# Exercise aim:
Please output the listing exactly as it stands, but omit any images.

*** Entries supplied ***

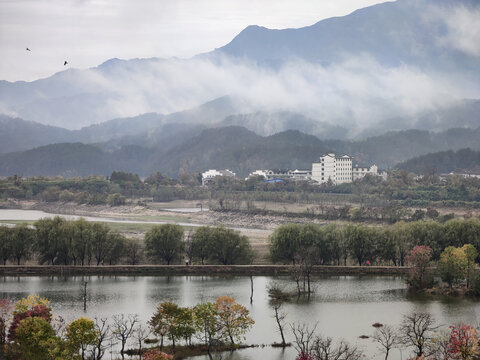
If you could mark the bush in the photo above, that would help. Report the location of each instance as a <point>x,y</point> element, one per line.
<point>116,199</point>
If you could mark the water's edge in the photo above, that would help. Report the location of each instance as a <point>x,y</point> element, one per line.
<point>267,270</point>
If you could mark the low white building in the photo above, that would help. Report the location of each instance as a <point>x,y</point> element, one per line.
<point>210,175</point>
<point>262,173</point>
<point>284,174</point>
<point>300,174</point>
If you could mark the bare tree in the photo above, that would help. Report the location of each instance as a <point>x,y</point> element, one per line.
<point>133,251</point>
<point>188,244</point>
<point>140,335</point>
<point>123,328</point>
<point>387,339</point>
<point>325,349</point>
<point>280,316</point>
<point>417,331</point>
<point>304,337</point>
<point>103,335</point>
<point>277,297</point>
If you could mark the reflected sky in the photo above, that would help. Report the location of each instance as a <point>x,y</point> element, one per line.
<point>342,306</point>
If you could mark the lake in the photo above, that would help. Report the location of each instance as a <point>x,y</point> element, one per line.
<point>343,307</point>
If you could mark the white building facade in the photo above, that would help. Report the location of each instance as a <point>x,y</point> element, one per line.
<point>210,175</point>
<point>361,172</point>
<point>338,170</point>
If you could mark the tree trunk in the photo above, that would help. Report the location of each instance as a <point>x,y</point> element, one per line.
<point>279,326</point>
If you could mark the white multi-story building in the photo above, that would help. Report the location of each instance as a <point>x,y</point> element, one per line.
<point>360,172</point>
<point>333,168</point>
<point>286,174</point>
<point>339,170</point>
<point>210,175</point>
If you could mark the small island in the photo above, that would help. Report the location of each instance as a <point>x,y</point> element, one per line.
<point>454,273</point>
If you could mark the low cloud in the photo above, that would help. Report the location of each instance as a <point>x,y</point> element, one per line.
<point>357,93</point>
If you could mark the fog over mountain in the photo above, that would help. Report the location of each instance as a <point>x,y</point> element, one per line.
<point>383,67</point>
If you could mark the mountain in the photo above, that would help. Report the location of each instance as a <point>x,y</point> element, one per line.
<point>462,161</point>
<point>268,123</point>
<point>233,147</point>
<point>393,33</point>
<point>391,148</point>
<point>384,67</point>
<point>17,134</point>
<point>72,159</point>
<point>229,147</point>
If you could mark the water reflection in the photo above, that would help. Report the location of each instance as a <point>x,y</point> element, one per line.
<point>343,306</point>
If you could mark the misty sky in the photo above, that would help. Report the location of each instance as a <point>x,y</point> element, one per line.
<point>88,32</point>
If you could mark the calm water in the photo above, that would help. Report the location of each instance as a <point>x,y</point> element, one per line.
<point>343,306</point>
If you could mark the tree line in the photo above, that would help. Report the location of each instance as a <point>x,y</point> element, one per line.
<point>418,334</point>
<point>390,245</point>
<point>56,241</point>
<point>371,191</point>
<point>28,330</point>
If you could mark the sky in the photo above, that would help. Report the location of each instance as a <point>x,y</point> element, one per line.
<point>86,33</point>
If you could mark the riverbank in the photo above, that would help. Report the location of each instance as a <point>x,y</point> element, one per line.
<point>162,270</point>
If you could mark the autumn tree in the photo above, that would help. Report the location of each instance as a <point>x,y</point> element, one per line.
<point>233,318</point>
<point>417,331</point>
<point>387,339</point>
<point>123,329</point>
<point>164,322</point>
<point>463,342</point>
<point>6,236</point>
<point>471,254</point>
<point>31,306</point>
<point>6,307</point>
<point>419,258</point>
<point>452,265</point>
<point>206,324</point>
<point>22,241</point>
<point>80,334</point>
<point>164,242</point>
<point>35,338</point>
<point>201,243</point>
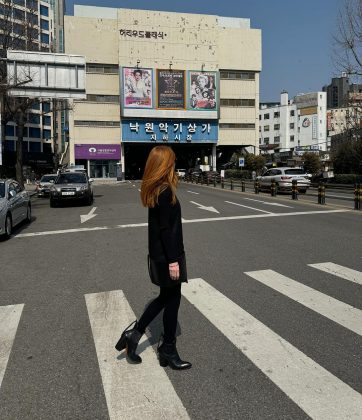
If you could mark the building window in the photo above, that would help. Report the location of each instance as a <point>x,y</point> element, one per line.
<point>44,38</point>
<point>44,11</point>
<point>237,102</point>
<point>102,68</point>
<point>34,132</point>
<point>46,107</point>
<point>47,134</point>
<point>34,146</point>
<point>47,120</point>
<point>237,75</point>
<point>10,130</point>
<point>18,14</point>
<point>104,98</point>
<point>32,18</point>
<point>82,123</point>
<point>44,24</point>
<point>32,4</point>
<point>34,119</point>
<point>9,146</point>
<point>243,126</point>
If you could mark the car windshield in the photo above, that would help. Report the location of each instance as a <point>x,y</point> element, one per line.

*** End of Entries supplied ***

# Output for this exercise:
If you could mark the bush in the photo above, that would help. Report the location of each instance as a <point>x,y</point> element, one per line.
<point>116,199</point>
If you could mark the water's edge in the photo above, that would help. Report the location of each instance as a <point>x,y</point> element, one per line.
<point>267,270</point>
If you could mark the low white building in the photo above, that would help. Report the location of each instance as a <point>x,y</point> element, one per line.
<point>210,175</point>
<point>262,173</point>
<point>284,174</point>
<point>300,174</point>
If you could mark the bare tree in the photo above, that would help. Report the location of each instance as a <point>x,y</point> element, one per line.
<point>133,251</point>
<point>188,244</point>
<point>140,335</point>
<point>123,328</point>
<point>387,339</point>
<point>325,349</point>
<point>280,316</point>
<point>417,331</point>
<point>304,337</point>
<point>103,335</point>
<point>277,297</point>
If you could mark the reflected sky in the photo above, that would help. Report the location of each instance as a <point>x,y</point> element, one per line.
<point>342,306</point>
If you could mark the lake in the photo above, that would help. Report the location of each instance as a <point>x,y</point> element, one per line.
<point>343,307</point>
If you could mark the white building facade in the photo above, that would help. Report the location of each instance as a <point>x,y</point> element, one per line.
<point>210,175</point>
<point>361,172</point>
<point>338,170</point>
If you could mark the tree trunk in the photo above, that would help. Report the location of each instance as a <point>x,y</point> element, one per line.
<point>279,326</point>
If you could mark the white multi-story building in the photo above, that would help. Report the location of each instance as a <point>x,y</point> element, one per line.
<point>360,172</point>
<point>333,168</point>
<point>286,174</point>
<point>339,170</point>
<point>210,175</point>
If you could mark the small island in the photo above, that would help. Report the location of each instance as a <point>x,y</point> element, one per line.
<point>454,273</point>
If you could mark the low cloud in the photo above, that would help. Report the location of each instance as a <point>x,y</point> element, one per line.
<point>357,93</point>
If you could mark the fog over mountain in the photo above, that would help. Report the location of each instance as a <point>x,y</point> element, one per line.
<point>383,67</point>
If you could mark the mountain in the photo above, that would help. Report the location of each instance as a <point>x,y</point> element, one per line.
<point>462,161</point>
<point>268,123</point>
<point>233,147</point>
<point>393,33</point>
<point>391,148</point>
<point>384,67</point>
<point>17,134</point>
<point>72,159</point>
<point>229,147</point>
If you could mark the water reflection in the photo above, that would help. Report the location of each instance as a <point>x,y</point> element, one per line.
<point>343,306</point>
If you could mark the misty sky in the photo above, that would help. Report the location of each instance as a <point>x,y</point> element, one per line.
<point>88,32</point>
If you could mark the calm water in the photo above, that would help. Report the location of each instance as a <point>x,y</point> element, one per line.
<point>343,306</point>
If you could mark the tree line in the photo above, that would help. Report the location of each instance as a <point>x,y</point> element, one per line.
<point>418,334</point>
<point>390,245</point>
<point>56,241</point>
<point>371,191</point>
<point>28,330</point>
If you could mark the sky in the photo above, that would help. Report the location of each instance as a <point>x,y</point> element, one per line.
<point>86,33</point>
If you could mark the riverbank in the photo above, that would help. Report the location of each instance as a <point>x,y</point> element, one per line.
<point>162,270</point>
If you could mark the autumn tree in the photo above, that would help. Report the location of each instance as a <point>x,y</point> element, one per line.
<point>233,318</point>
<point>417,331</point>
<point>387,339</point>
<point>123,329</point>
<point>164,322</point>
<point>463,342</point>
<point>6,236</point>
<point>471,254</point>
<point>31,306</point>
<point>6,307</point>
<point>419,258</point>
<point>452,265</point>
<point>206,324</point>
<point>22,241</point>
<point>80,334</point>
<point>164,242</point>
<point>35,338</point>
<point>201,243</point>
If you could mark the building window in the photo above, that would help. Report the location of each instance as a <point>x,y</point> element, one per line.
<point>44,38</point>
<point>44,11</point>
<point>237,102</point>
<point>102,68</point>
<point>34,132</point>
<point>46,107</point>
<point>47,134</point>
<point>34,146</point>
<point>47,120</point>
<point>237,75</point>
<point>10,130</point>
<point>18,14</point>
<point>104,98</point>
<point>32,18</point>
<point>82,123</point>
<point>44,24</point>
<point>32,4</point>
<point>34,119</point>
<point>9,146</point>
<point>243,126</point>
If you could mark the car windshield in the photo above, that would help. Report the location of each instance as a <point>x,y</point> element, one per line.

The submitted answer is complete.